▸ **To do**:
Copy the forum thread below word for word, from "There used to" to "some did not.".

There used to be a box on the form EX-18(section 4 on right-hand side) which, when checked, made the 'residencia' permanent. So, some green forms immediately said permanent and some did not.

I agree, after 5 years you can get a permanent one if you so wish.


----------



## extranjero (Nov 16, 2012)

CapnBilly said:


> This is the same question I think you posted on another forum about 3 weeks ago. This is the answer I posted which is from the Hacienda website, which I think is the same as asking them
> 
> 
> Pregunta 2: Si una persona física se trasladó al extranjero una vez iniciado el ejercicio 2012 y deberá presentar declaración del Impuesto sobre la Renta de Personas Físicas por el ejercicio 2012. ¿Tiene obligación de presentar el Modelo informativo respecto a los bienes y derechos en el extranjero?.
> ...

▸ **Data**:

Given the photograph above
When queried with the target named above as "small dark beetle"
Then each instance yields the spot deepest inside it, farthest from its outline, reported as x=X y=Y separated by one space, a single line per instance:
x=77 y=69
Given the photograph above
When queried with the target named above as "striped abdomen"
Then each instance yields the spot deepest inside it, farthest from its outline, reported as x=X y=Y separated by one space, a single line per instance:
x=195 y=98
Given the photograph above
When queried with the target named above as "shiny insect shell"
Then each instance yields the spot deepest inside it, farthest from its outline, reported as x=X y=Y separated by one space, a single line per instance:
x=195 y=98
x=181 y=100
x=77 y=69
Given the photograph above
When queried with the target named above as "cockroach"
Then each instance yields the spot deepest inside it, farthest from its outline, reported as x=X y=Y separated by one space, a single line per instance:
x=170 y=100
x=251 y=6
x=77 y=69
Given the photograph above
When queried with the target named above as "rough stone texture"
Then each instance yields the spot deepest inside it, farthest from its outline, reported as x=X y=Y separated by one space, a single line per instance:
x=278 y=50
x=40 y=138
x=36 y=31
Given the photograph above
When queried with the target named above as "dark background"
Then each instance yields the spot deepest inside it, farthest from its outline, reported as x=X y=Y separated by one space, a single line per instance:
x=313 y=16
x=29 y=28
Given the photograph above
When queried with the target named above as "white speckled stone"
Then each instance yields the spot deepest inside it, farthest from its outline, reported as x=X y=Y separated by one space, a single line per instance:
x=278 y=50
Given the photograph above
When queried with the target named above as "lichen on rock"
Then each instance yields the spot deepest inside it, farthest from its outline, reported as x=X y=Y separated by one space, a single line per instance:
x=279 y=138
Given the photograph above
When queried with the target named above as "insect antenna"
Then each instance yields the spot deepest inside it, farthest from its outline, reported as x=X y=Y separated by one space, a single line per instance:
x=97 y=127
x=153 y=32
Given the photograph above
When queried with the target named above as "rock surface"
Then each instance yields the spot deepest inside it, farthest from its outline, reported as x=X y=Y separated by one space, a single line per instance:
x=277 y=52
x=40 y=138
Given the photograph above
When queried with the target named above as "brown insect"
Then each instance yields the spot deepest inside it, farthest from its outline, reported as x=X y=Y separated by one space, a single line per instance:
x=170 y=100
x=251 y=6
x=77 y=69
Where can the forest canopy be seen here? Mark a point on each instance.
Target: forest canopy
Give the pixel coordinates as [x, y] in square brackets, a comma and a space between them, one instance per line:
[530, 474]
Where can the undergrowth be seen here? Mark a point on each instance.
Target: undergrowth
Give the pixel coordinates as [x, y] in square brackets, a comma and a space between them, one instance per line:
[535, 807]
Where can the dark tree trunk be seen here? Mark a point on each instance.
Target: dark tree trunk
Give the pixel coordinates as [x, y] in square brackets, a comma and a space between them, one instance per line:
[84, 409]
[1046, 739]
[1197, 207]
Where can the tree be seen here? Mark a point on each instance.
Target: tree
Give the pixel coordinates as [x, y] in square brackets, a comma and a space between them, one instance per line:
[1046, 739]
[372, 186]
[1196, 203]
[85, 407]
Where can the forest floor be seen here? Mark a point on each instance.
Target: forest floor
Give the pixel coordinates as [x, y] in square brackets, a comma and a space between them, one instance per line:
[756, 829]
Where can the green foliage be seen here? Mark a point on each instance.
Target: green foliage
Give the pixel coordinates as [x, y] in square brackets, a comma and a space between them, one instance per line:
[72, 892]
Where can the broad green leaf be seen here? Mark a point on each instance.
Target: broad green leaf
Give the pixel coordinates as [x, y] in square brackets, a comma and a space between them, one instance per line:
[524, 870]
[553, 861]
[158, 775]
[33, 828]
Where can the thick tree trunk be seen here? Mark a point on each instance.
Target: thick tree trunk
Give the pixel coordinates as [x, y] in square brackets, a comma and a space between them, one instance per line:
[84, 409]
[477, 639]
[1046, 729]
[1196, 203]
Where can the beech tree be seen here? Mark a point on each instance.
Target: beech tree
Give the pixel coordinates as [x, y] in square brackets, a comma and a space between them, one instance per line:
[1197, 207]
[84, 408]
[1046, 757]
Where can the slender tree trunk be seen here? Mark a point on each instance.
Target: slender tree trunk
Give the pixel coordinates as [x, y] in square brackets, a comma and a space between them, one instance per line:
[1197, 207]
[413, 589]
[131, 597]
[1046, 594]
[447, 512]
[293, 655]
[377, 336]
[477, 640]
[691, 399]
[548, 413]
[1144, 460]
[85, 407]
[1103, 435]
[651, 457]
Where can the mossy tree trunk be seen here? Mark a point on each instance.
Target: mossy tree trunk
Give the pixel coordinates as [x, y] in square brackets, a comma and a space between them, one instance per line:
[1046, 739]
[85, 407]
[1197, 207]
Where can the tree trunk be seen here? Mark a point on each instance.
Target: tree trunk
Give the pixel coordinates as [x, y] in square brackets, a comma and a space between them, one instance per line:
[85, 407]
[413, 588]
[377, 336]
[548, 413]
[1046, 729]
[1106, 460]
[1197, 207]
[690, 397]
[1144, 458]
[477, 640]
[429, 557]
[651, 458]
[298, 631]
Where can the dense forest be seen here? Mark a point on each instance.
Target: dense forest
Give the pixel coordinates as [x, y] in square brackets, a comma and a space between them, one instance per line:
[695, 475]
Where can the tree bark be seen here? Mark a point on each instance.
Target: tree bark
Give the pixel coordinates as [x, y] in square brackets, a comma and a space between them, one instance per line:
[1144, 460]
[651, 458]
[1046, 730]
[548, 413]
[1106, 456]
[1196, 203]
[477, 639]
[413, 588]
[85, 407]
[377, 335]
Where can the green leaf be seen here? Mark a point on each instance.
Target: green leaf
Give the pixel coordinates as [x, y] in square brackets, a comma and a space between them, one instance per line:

▸ **The reply**:
There used to be a box on the form EX-18(section 4 on right-hand side) which, when checked, made the 'residencia' permanent. So, some green forms immediately said permanent and some did not.